[Supplied material Boundary: Start]

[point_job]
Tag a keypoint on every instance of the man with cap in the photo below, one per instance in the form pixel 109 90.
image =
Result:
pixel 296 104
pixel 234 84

[Supplied material Boundary: End]

From the line containing "Tag a keypoint" down to the final line of the data, write out every line exactly; both the first and last of these belong in your answer, and nothing else does.

--- Reply to the exercise ---
Tag a keypoint on every instance of the man with cap in the photo below, one per instance in the form pixel 109 90.
image =
Result:
pixel 296 104
pixel 234 84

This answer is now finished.